> **EXERCISE DETAILS**: Please repeat the listing in its entirety, without any alteration.

> **EXTRACTED RECORDS**:

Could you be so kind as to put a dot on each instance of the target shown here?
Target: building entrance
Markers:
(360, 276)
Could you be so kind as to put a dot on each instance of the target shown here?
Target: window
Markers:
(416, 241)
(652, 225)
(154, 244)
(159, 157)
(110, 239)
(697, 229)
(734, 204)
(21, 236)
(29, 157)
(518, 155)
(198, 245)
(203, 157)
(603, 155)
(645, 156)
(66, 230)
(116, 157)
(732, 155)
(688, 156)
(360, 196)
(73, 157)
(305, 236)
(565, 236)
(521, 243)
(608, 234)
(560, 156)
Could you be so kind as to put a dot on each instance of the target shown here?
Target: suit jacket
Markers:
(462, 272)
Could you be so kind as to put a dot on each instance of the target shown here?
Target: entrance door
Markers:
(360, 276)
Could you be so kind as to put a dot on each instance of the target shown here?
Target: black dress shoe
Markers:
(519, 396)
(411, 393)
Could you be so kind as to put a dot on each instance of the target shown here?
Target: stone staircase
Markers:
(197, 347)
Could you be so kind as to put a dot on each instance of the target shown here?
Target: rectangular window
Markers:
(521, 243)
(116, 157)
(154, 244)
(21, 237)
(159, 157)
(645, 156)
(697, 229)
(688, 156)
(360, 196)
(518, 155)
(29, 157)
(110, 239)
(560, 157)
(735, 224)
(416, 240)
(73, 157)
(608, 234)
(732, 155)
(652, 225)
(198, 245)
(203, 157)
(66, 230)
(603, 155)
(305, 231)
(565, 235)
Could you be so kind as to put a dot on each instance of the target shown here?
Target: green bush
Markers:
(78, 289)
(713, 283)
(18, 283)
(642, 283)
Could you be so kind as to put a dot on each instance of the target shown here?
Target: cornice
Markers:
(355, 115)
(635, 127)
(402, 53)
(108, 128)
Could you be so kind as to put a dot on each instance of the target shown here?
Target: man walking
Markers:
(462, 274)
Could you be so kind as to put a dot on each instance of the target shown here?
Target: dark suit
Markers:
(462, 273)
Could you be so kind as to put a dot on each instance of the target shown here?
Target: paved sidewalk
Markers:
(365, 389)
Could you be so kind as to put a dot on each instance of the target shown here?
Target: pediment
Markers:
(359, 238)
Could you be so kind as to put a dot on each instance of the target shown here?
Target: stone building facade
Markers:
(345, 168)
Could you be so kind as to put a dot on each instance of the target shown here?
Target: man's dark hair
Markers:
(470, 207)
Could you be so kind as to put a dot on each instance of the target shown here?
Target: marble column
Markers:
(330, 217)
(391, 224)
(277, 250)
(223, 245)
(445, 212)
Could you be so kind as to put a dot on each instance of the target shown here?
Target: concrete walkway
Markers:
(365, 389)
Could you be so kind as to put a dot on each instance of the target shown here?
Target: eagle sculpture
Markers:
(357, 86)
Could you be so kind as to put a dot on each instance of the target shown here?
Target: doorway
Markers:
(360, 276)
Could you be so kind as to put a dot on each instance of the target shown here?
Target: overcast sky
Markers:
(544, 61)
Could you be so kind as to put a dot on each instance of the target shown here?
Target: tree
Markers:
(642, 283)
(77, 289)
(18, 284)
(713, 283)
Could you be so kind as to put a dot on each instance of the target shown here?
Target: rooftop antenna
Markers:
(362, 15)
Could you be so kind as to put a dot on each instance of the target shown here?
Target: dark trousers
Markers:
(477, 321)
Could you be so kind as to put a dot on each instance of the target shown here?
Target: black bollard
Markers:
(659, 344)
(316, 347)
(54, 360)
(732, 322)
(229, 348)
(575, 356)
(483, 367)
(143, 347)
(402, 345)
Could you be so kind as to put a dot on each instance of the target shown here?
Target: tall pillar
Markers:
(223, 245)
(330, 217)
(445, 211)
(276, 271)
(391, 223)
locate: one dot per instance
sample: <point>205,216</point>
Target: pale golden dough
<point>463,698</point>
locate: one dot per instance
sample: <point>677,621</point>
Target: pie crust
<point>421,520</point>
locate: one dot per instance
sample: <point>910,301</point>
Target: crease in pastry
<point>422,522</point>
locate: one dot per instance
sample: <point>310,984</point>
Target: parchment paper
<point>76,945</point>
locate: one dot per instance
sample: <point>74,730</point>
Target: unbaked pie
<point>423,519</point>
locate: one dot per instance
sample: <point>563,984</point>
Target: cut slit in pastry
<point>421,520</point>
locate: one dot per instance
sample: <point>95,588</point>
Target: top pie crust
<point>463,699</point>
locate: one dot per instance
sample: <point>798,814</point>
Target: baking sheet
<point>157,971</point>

> **ANSWER AREA**:
Could you be so kind as to put a dot on each instance of the target shown here?
Target: building entrance
Markers:
(360, 276)
Could you be so kind as to put a dot on each instance of the target shown here?
Target: window
Markers:
(416, 241)
(652, 225)
(154, 244)
(159, 157)
(110, 239)
(697, 229)
(734, 204)
(21, 236)
(29, 157)
(518, 155)
(198, 245)
(203, 157)
(603, 155)
(645, 156)
(66, 230)
(116, 157)
(732, 155)
(688, 156)
(360, 196)
(73, 157)
(305, 236)
(565, 236)
(521, 243)
(608, 234)
(560, 156)
Could you be so kind as to put a dot on each instance of the target shown here?
Target: suit jacket
Markers:
(462, 272)
Could you be so kind as to put a dot on each instance of the target shown here?
Target: entrance door
Markers:
(360, 276)
Could you be so kind as to put a dot on each instance of the target shown here?
Target: black dress shoe
Markers:
(519, 396)
(411, 393)
Could you be so kind as to put a dot on each instance of the target shown here?
Target: stone staircase
Markers:
(197, 347)
Could you be so kind as to put a dot on each instance of the target shown here?
Target: rectangular window
Markers:
(521, 243)
(116, 157)
(154, 244)
(21, 237)
(159, 157)
(645, 156)
(697, 229)
(688, 156)
(360, 196)
(518, 155)
(29, 157)
(110, 239)
(560, 157)
(735, 224)
(416, 240)
(73, 157)
(608, 234)
(732, 155)
(652, 225)
(198, 245)
(203, 157)
(66, 230)
(603, 155)
(305, 231)
(565, 235)
Could you be so kind as to put a dot on each instance of the target shown here?
Target: green bush
Markers:
(78, 289)
(713, 283)
(18, 283)
(642, 283)
Could you be so kind as to put a dot on each instance of the target shown here?
Target: cornice
Markers:
(355, 115)
(635, 127)
(402, 53)
(108, 128)
Could you be so kind as to put a dot on each instance of the target shown here?
Target: man walking
Markers:
(462, 274)
Could you be so kind as to put a dot on each instance of the target shown here?
Target: dark suit
Markers:
(462, 273)
Could you be so kind as to put a dot on each instance of the target shown here?
Target: paved sidewalk
Markers:
(365, 389)
Could you be so kind as to put a dot on each instance of the target shown here?
Target: pediment
Markers:
(359, 238)
Could you be so kind as to put a dot on each instance of the target shown here?
Target: stone building facade
Markers:
(345, 168)
Could you be so kind as to put a dot on each instance of the target shown here?
Target: man's dark hair
Markers:
(470, 207)
Could you be so kind as to put a dot on each instance of the target shown here?
Target: marble column
Markers:
(330, 217)
(391, 224)
(277, 250)
(223, 245)
(445, 212)
Could you be so kind as to put a dot on each instance of the target shown here?
Target: concrete walkway
Markers:
(365, 389)
Could you be so kind as to put a dot on each instance of the target shown here?
Target: eagle sculpture
Markers:
(357, 86)
Could you be so kind as to put a dot on each instance of the target shown here?
Target: doorway
Markers:
(360, 276)
Could you be so kind as to put a dot on each instance of the target shown here?
Target: overcast sky
Markers:
(544, 61)
Could you be so kind as to put a dot on each instance of the target shown here?
Target: tree
Markers:
(642, 283)
(77, 289)
(18, 284)
(713, 283)
Could you be so kind as to put a dot on each instance of the target shown here?
Target: rooftop antenna
Markers:
(362, 15)
Could you be so kind as to put a dot on each instance of the target shown here?
Target: dark trousers
Markers:
(477, 321)
Could you be so kind as to put a dot on each instance of the target shown here?
Target: black bollard
Markers:
(659, 344)
(316, 347)
(54, 360)
(732, 322)
(229, 348)
(575, 356)
(483, 367)
(143, 347)
(402, 345)
Could you be so kind as to put a dot on each instance of the target shown here?
Target: tall pillar
Markers:
(223, 245)
(330, 217)
(445, 211)
(276, 271)
(391, 223)
locate: one dot per instance
sample: <point>205,216</point>
Target: pale golden dough
<point>463,698</point>
locate: one dot per instance
sample: <point>677,621</point>
Target: pie crust
<point>421,520</point>
locate: one dot per instance
sample: <point>910,301</point>
Target: crease in pastry
<point>422,522</point>
locate: one dot per instance
sample: <point>310,984</point>
Target: parchment paper
<point>76,945</point>
locate: one dot per instance
sample: <point>74,730</point>
Target: unbaked pie
<point>423,519</point>
locate: one dot per instance
sample: <point>563,984</point>
Target: cut slit in pastry
<point>421,520</point>
locate: one dot per instance
sample: <point>95,588</point>
Target: top pie crust
<point>463,699</point>
locate: one dot per instance
sample: <point>798,814</point>
Target: baking sheet
<point>157,971</point>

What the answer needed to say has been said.